Page text:
══════════
Yet Munson also notes that there is a tight and intricate relationship between religion and prolife activism. How is this so if traditional religious institutions offer so little help? The religiosity of prolife experience is internal to the movement. Prolife activism itself is experienced as “religious” in four distinct ways. First, prolife activism is often viewed as a way of doing God’s work and experienced as a form of “religious calling.” Second, the communal dimensions of prolife protest, action, or outreach seem to constitute a primary form of religious fellowship. Third, prolife action often explicitly takes the form of prayer vigils in front of clinics. For some, public prayer is the fundamental form of activism. Finally, prolifers have developed various types of public ritual to express their commitments and to commemorate the life and death of children lost to abortion. Prolife chapels dedicated to the victims of abortion are springing up. In short, prolife spirituality and activism are creatively fusing into their own unique blend.

Religion, in this sense, is not viewed as some kind of external causal factor. Munson’s research uncovers a more intricate interaction. Religion and activism so thoroughly interpenetrate that prolife activism itself becomes a self-constituting religious or ecclesial experience. Religious faith is expressed, activated, and enacted in and through prolife practice, conviction, and community.
══════════
Given information:
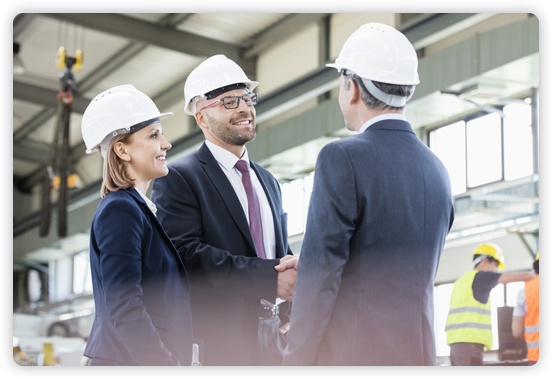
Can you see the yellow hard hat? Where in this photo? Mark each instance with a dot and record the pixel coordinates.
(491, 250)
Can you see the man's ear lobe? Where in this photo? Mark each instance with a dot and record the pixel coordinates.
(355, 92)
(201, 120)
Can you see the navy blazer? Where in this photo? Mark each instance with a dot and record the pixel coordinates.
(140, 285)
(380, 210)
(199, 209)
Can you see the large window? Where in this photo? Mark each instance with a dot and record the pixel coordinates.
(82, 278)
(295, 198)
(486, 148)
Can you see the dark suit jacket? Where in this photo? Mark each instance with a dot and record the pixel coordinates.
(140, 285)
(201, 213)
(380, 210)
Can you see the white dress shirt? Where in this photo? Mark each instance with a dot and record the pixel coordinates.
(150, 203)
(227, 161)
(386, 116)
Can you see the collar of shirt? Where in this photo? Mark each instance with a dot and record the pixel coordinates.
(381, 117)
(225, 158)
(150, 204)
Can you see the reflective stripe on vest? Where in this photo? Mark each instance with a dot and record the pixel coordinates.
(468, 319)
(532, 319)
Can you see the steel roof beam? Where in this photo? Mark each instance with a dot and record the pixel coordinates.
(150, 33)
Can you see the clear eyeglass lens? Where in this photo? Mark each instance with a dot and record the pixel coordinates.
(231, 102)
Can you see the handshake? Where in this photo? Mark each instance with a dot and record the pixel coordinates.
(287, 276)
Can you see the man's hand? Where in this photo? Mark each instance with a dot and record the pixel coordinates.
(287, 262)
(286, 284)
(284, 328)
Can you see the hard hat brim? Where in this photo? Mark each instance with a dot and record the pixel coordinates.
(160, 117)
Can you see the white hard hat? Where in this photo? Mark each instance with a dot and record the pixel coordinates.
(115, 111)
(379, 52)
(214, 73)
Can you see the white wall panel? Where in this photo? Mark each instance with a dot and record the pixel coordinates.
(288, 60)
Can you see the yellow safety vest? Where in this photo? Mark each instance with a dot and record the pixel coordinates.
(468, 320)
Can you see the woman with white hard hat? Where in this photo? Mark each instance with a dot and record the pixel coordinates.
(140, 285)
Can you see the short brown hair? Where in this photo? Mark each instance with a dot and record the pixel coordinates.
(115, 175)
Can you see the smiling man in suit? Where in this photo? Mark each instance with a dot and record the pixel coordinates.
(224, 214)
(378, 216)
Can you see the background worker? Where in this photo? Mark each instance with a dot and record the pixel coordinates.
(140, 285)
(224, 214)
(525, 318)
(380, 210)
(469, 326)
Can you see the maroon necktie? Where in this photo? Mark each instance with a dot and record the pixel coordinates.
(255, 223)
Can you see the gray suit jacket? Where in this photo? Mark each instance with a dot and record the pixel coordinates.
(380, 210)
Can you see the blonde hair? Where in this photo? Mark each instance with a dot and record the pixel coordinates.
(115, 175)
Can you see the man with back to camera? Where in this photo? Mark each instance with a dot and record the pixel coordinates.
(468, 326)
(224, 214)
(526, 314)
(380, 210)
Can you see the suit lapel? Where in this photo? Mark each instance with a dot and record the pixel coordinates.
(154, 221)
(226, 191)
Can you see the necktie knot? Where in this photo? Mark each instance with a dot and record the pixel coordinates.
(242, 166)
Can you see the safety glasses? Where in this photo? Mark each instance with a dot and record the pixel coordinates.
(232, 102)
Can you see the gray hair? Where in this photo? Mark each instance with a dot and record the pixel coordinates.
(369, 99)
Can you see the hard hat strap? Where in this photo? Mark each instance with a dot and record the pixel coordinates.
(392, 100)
══════════
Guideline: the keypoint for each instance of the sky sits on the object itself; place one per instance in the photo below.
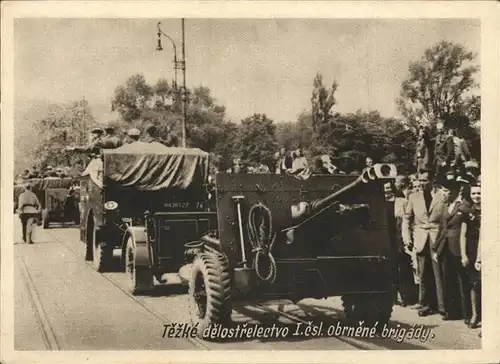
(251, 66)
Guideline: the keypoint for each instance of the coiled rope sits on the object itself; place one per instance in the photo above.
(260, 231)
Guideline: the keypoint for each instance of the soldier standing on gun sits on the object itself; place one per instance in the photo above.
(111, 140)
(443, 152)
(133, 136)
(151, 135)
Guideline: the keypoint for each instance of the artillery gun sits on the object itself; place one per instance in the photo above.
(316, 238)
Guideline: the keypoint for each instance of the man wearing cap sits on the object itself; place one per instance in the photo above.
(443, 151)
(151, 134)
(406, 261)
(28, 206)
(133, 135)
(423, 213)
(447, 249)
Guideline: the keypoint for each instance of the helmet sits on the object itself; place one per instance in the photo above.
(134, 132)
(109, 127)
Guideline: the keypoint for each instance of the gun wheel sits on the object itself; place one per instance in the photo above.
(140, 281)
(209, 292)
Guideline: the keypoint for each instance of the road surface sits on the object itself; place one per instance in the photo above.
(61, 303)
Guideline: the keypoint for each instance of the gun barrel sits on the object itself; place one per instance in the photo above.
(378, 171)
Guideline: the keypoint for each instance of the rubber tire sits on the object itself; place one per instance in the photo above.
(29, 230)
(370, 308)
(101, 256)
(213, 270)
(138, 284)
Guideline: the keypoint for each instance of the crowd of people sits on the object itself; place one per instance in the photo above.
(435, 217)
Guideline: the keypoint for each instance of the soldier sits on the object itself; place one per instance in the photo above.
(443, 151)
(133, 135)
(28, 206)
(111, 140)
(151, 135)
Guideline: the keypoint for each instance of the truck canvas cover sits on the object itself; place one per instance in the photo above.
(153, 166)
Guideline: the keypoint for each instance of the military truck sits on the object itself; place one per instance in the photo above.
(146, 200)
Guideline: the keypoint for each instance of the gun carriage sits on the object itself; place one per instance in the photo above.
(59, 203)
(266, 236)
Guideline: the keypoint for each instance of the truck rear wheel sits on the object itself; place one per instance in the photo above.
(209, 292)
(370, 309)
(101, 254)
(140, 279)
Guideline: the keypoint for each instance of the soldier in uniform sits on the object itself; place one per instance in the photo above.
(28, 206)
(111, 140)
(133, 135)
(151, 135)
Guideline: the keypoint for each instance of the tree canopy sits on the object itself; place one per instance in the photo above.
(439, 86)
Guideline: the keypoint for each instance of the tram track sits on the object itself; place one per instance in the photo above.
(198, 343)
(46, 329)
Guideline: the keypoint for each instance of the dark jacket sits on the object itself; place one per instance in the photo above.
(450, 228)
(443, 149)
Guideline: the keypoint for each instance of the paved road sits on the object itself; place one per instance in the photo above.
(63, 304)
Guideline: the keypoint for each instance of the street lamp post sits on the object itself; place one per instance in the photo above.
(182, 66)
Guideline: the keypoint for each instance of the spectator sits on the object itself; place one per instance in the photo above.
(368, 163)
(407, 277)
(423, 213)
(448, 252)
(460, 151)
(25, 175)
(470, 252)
══════════
Check your understanding:
1) The passage on prolife activism and religion asks how religion and activism can be tightly related if traditional religious institutions offer little help. Explain how it resolves this in one to three sentences.
2) Say whether each statement agrees with the passage on prolife activism and religion. Answer yes or no and quote the deciding words.
(a) Religion is viewed as an external causal factor behind prolife activism.
(b) For some prolifers, public prayer is the fundamental form of activism.
(c) Prolife chapels dedicated to the victims of abortion are becoming fewer.

Solutions to the exercise:
1) The religiosity of prolife experience is internal to the movement: prolife activism is itself experienced as religious. It is felt as a religious calling and as religious fellowship, it takes the form of public prayer, and it develops its own public rituals.

2)
(a) No: "Religion, in this sense, is not viewed as some kind of external causal factor."
(b) Yes: "For some, public prayer is the fundamental form of activism."
(c) No: "Prolife chapels dedicated to the victims of abortion are springing up."